#### [STATED PROBLEM A]
Quote the stretch of the PFAS passage from "More broadly, there" through "than individual compounds.".

#### [SOURCE EXCERPT]
Despite their unique and valuable properties, PFAS (per- and polyfluoroalkyl substances) are generating concern due to their extreme persistence, mobility and potential to bioaccumulate with some linked to a range of health problems. They have been termed ‘forever chemicals’ as they do not biodegrade in the environment.
In fact, PFAS, are likely in the blood of almost every person in the world. The substances are found in a huge variety of consumer products, from clothes and home furnishings to food packaging and fire-fighting foam as well as industrial materials where they provide water and stain repellency. Their significance is well understood in America, Australia and parts of Europe, but less so in the UK.
The UK regulatory landscape
New drinking water guidelines for two specific PFAS compounds came into effect in January 2021 which significantly lowered the thresholds for monitoring, consultation and action to ensure the wholesomeness of supply. Requirements to undertake risk assessments and test for 47 other PFAS compounds in short time frames all add to pressures and potential costs facing water companies.
PFAS detections in UK surface waters have highlighted the poor removal of PFAS by wastewater treatment plants which may receive PFAS discharges from domestic and industrial sources, including landfills. Restrictions and pre-treatment requirements on industrial and landfill discharges are emerging in the US and may foretell the trend in the UK. Instances of PFAS migrating into food, livestock and the environment following land application of biosolids are also being carefully assessed with the new Environment Agency (EA) Sludge Strategy set to include focus on emerging chemical hazards.
More broadly, there is an increasing trend for regulation of an increasing number of PFAS compounds to ever lower thresholds including a proposal to restrict all PFAS to essential uses in Europe. In the UK, Defra have asked the EA and HSE to undertake a Regulatory Management Options appraisal (RMOA) which will consider how to manage PFAS including potentially regulating PFAS as a class, rather than individual compounds.
Water companies are certainly not responsible for putting PFAS into water, but responsibility to manage them is increasingly at their doorstep.
Robust risk assessments and safety plans for PFAS are complicated by the wide range of potential source sites and require understanding historical PFAS usage, modern replacements and prioritising significant sources in sensitive locations. Such risk assessments are supported by growing groundwater and surface water datasets, such as from the EA and Chemicals Investigation Programme. Targeted catchment and source site investigations may follow, working collaboratively with regulators and other stakeholders, and can valuably inform future investment requirements.
Management of PFAS within the wastewater cycle requires a holistic, cost-effective response which is facility specific to reflect differing inputs and treatment processes. Understanding PFAS inputs and behaviour during treatment is important to target any investment in treatment, however, wider source controls and catchment management may often be more pragmatic.

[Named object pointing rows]

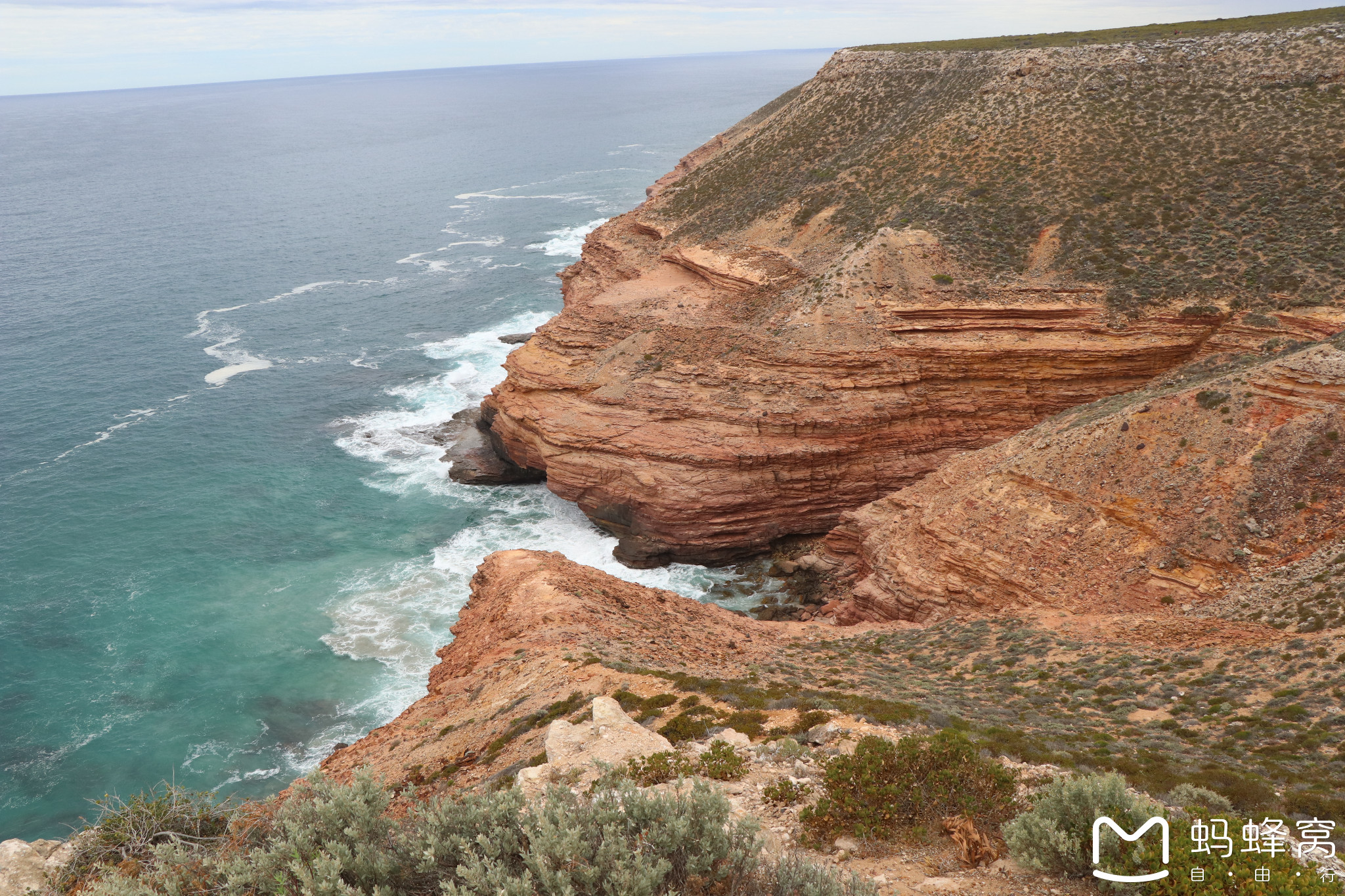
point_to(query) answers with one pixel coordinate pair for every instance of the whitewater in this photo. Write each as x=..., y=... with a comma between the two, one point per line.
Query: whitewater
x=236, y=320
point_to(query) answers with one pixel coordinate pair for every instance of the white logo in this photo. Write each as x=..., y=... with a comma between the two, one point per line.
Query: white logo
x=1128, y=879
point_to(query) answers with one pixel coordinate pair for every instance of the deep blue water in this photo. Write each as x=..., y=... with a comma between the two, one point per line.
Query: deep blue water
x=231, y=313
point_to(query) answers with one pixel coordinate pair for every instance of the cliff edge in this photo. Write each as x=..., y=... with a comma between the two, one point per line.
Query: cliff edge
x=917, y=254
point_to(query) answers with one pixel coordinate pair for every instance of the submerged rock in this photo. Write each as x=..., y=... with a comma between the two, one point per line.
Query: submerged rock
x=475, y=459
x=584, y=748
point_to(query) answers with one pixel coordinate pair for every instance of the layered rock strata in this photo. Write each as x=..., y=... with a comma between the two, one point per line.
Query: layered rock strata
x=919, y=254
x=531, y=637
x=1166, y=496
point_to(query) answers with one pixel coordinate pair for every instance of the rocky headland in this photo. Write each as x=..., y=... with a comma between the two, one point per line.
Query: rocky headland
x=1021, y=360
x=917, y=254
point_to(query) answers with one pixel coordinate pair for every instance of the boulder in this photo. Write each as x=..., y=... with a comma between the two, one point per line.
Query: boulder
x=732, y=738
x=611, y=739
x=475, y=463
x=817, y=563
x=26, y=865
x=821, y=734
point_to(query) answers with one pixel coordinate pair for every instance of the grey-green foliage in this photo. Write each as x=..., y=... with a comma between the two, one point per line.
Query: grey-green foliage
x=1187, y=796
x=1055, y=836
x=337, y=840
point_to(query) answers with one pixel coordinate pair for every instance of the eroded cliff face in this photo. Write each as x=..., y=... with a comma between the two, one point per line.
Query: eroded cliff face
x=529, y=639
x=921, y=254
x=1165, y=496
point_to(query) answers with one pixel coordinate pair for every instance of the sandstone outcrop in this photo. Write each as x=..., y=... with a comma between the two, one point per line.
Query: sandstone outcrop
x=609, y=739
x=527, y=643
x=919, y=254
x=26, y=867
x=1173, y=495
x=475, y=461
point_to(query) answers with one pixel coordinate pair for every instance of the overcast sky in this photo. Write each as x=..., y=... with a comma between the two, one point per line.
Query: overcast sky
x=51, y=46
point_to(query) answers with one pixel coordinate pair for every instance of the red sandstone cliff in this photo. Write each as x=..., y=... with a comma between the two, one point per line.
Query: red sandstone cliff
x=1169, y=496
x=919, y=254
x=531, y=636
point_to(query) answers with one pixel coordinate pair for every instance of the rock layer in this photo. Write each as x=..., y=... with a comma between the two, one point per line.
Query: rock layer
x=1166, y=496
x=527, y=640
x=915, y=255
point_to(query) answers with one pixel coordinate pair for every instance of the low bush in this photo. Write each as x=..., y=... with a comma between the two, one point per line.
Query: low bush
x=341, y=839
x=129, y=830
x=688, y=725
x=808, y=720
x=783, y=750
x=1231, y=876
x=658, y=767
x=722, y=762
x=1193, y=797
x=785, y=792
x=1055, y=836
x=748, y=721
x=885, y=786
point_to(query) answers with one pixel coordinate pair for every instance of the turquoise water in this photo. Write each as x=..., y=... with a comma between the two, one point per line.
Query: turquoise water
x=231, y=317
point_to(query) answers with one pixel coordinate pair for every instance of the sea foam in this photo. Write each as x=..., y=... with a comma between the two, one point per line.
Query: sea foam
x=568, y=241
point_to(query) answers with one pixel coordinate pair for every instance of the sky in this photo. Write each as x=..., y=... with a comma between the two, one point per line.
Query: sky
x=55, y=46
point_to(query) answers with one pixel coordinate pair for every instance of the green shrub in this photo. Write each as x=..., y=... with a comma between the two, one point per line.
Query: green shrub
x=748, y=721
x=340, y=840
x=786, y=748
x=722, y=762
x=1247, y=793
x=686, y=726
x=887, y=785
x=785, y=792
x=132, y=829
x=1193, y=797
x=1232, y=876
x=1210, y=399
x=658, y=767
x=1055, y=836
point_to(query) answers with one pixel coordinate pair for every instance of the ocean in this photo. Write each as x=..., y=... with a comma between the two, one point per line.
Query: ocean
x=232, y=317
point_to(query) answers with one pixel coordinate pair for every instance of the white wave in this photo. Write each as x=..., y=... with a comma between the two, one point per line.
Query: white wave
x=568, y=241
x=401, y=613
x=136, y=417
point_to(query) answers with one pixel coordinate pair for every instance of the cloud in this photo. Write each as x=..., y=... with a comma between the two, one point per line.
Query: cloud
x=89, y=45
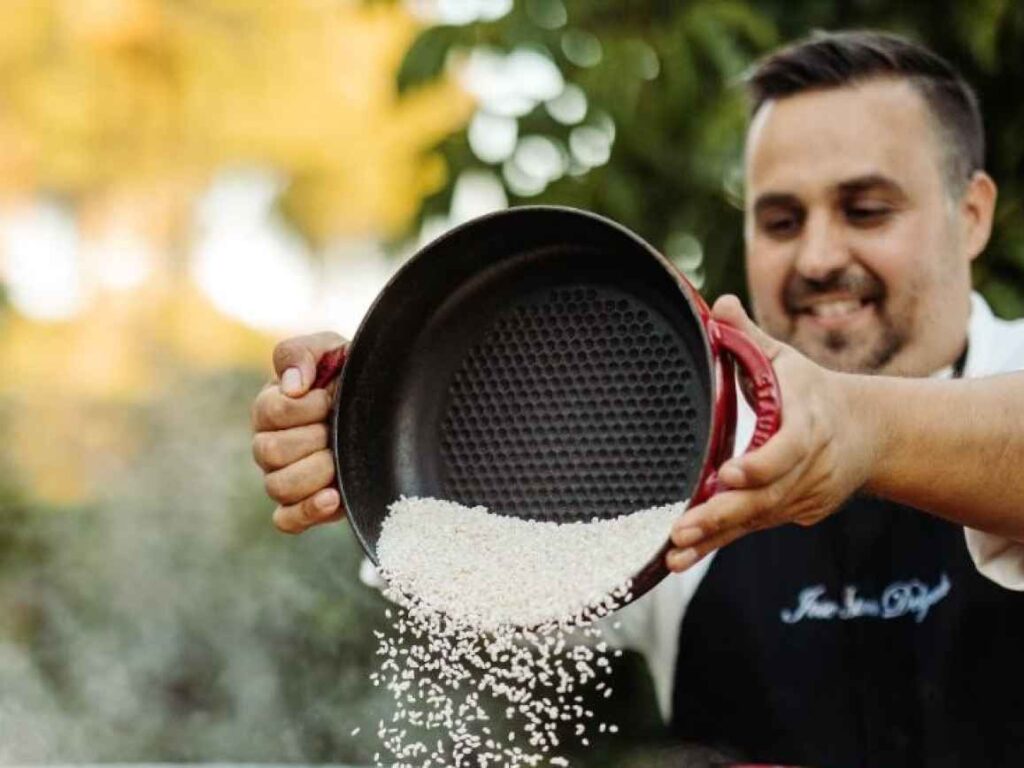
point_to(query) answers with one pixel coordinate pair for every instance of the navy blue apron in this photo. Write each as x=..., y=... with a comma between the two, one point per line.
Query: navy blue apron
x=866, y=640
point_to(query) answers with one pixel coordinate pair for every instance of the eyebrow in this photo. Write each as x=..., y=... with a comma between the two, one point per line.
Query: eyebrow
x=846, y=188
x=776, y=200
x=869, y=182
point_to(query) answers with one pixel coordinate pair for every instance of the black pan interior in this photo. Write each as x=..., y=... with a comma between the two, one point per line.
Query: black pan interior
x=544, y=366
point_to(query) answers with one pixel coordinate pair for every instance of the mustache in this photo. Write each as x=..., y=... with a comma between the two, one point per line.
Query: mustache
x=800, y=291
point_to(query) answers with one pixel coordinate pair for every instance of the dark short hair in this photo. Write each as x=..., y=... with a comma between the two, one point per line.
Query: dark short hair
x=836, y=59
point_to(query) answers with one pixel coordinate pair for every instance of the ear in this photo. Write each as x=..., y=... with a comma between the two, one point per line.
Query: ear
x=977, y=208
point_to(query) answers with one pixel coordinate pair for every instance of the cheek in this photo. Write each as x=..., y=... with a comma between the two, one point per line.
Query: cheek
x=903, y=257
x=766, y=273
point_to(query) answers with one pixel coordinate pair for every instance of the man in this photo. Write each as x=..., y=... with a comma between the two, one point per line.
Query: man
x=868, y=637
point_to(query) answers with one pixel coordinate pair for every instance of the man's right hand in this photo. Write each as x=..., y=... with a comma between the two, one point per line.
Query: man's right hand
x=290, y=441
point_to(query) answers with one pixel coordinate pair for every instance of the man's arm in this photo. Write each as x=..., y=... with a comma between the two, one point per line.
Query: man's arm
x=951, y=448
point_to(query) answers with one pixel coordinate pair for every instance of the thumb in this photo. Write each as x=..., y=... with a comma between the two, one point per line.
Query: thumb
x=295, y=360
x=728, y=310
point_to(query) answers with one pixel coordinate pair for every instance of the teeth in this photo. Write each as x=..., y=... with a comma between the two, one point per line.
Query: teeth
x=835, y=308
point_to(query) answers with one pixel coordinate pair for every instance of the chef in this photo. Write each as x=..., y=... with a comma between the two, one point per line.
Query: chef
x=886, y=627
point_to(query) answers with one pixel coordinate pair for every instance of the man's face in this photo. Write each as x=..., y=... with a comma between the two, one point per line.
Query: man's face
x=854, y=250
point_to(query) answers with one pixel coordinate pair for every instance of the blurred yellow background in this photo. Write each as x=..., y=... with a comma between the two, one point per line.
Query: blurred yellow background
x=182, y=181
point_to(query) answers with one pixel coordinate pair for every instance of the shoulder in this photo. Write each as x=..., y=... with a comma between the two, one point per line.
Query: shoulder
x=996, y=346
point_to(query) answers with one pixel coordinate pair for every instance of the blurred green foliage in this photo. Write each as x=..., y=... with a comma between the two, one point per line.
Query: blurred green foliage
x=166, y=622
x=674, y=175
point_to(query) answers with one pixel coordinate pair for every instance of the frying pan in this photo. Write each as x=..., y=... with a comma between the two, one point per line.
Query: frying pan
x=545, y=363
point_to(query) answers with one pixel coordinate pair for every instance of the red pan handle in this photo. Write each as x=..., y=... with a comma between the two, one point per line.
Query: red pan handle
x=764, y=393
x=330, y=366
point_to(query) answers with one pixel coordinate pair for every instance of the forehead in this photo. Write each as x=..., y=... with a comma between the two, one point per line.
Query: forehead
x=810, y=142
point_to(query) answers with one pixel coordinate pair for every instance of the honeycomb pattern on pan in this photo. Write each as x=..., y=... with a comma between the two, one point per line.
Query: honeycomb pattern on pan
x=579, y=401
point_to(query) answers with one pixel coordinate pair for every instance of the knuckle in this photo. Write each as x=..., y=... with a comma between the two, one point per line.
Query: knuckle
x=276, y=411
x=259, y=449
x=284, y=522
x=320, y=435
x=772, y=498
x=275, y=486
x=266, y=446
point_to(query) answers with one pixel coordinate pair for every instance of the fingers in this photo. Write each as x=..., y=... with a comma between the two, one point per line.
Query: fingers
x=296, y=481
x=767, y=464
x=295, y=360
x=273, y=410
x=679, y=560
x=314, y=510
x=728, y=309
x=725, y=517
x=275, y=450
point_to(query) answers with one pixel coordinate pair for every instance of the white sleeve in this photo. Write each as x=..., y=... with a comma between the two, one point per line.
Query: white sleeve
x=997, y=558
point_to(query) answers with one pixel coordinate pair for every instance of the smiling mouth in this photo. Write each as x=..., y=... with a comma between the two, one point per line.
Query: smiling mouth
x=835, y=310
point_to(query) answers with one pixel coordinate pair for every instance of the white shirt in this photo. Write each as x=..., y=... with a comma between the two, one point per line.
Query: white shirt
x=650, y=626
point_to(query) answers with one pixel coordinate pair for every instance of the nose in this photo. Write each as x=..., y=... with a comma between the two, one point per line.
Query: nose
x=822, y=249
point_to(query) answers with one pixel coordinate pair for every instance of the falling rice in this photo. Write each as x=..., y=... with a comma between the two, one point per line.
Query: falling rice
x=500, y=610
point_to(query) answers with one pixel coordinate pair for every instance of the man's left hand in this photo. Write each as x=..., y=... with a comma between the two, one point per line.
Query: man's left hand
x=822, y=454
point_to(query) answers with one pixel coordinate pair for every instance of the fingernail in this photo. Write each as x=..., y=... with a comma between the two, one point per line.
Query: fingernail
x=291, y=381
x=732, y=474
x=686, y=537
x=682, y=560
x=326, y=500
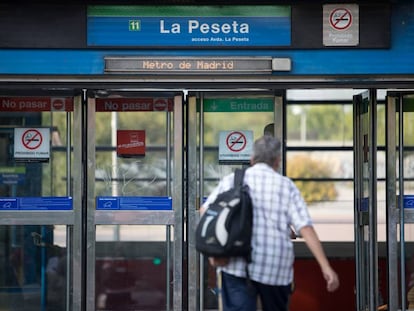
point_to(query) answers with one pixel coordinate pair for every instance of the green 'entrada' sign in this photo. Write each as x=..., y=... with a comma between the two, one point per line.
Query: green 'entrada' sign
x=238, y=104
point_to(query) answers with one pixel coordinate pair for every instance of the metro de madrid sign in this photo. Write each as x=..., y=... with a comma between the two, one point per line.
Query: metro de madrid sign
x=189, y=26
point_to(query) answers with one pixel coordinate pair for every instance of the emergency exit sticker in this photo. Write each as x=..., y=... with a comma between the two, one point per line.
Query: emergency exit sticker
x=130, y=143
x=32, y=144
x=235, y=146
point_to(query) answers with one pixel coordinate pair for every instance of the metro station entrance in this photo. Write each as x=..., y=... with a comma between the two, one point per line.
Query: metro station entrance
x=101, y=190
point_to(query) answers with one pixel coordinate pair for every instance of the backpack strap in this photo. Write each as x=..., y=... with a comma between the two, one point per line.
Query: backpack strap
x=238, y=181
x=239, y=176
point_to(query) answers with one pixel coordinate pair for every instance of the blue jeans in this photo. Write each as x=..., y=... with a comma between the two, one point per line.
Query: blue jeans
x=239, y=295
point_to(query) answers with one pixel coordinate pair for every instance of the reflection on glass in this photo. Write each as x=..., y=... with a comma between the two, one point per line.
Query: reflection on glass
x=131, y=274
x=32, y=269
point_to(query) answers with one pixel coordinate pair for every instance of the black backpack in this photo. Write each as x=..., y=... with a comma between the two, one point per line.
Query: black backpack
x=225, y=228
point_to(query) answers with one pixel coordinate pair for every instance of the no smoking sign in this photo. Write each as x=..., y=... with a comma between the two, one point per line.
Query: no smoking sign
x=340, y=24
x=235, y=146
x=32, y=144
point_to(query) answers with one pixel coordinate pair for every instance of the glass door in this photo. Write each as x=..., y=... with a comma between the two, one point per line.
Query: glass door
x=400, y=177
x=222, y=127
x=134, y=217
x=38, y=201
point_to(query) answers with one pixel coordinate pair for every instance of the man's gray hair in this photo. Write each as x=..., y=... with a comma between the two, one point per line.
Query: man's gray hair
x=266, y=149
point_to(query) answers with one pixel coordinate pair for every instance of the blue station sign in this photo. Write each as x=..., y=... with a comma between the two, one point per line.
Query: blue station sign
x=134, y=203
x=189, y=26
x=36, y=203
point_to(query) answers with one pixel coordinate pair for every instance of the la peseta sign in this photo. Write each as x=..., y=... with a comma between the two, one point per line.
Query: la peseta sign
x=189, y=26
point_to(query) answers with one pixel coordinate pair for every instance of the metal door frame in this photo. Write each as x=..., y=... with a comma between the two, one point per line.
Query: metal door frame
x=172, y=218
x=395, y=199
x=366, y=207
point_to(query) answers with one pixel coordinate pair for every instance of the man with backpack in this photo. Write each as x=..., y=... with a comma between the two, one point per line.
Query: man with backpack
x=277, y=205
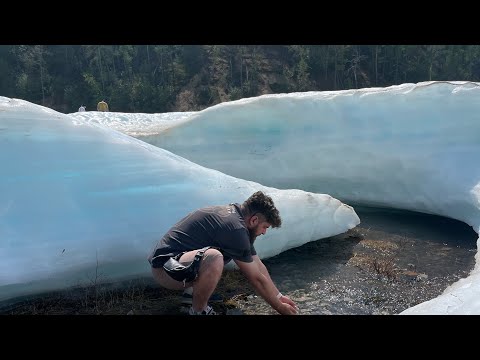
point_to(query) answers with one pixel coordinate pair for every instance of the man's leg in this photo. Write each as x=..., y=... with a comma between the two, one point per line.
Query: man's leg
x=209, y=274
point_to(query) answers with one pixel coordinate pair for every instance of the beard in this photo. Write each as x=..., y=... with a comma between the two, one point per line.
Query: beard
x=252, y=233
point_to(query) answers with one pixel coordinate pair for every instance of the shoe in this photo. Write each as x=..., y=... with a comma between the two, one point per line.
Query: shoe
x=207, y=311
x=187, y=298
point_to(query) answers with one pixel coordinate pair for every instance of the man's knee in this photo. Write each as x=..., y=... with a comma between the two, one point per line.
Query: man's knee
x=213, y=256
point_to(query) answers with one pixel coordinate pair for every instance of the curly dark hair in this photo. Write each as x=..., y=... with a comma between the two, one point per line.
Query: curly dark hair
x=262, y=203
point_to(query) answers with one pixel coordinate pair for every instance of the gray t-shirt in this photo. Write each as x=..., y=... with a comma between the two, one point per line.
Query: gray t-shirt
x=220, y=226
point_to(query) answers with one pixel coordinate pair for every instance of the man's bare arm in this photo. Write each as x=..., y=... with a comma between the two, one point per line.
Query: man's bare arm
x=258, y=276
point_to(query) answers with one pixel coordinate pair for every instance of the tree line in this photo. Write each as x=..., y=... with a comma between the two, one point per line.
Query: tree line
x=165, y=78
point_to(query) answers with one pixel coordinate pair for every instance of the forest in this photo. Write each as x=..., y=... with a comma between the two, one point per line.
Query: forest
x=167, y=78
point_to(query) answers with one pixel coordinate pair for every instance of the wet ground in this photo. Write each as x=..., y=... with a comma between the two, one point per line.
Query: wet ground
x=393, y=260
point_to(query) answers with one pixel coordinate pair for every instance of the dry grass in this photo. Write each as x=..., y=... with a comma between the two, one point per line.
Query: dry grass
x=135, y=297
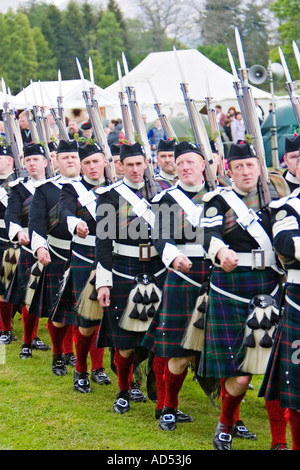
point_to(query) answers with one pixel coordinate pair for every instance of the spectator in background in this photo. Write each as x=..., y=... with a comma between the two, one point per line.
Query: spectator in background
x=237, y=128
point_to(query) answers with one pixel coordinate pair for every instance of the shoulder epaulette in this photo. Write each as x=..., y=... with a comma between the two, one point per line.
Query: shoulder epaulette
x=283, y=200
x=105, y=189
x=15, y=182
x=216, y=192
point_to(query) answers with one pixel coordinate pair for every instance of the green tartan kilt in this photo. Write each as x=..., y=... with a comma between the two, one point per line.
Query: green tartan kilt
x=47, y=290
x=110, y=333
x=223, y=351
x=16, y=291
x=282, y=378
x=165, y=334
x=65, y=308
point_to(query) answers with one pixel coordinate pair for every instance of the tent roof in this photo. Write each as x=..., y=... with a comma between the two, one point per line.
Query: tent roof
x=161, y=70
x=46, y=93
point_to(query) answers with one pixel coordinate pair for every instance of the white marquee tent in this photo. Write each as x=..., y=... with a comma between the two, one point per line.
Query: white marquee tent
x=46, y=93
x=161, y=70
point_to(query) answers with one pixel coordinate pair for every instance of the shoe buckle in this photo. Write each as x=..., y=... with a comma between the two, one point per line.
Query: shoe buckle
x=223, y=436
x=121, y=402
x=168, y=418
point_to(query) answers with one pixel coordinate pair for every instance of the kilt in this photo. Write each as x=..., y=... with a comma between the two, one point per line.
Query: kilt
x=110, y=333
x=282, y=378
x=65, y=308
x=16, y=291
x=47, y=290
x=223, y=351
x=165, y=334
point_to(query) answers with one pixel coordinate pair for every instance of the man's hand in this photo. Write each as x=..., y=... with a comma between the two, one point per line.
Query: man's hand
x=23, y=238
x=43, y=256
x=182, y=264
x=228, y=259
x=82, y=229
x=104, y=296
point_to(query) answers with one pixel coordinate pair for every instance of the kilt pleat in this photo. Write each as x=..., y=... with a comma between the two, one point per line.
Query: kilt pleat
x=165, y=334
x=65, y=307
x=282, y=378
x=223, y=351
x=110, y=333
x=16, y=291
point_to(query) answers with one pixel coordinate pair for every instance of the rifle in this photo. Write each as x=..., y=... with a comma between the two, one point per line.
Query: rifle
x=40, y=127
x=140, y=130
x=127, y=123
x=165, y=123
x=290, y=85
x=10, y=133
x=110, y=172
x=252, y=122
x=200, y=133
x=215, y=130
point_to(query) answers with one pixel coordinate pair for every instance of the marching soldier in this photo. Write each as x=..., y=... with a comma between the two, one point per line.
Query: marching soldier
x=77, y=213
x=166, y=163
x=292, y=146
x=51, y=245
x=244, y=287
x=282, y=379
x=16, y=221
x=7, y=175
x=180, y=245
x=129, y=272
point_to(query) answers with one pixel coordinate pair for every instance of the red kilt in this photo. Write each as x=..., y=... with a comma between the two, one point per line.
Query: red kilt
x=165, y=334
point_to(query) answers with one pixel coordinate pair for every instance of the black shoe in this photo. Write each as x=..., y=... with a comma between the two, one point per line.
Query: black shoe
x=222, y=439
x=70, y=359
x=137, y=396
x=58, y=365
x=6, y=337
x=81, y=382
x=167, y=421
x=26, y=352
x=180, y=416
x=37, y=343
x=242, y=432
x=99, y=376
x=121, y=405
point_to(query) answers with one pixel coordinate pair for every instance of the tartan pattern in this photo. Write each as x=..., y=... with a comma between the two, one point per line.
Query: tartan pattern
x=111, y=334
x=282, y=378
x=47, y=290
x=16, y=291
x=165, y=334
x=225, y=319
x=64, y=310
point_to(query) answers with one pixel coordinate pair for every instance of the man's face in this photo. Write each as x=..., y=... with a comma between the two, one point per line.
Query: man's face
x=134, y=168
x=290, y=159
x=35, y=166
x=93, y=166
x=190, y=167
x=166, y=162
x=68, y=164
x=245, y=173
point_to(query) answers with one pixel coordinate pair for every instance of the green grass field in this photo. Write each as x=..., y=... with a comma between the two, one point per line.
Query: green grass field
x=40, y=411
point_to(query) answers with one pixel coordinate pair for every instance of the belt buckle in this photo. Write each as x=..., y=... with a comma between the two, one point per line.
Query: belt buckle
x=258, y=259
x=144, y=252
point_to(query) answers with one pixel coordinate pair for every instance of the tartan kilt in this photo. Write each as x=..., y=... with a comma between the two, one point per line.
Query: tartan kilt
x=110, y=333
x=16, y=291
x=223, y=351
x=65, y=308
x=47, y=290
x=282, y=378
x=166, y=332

#### [STATED PROBLEM B]
Pull out every row above that contains the string "left", treating uppercase and lowercase letters as distinct.

#### [RIGHT ANSWER A]
More broadly, there is an increasing trend for regulation of an increasing number of PFAS compounds to ever lower thresholds including a proposal to restrict all PFAS to essential uses in Europe. In the UK, Defra have asked the EA and HSE to undertake a Regulatory Management Options appraisal (RMOA) which will consider how to manage PFAS including potentially regulating PFAS as a class, rather than individual compounds.

#### [RIGHT ANSWER B]
point_to(query) answers with one pixel coordinate pair for every instance of the man's left hand in this photo. Write each as x=..., y=... with a comma between the two, one point per line.
Query: man's left hand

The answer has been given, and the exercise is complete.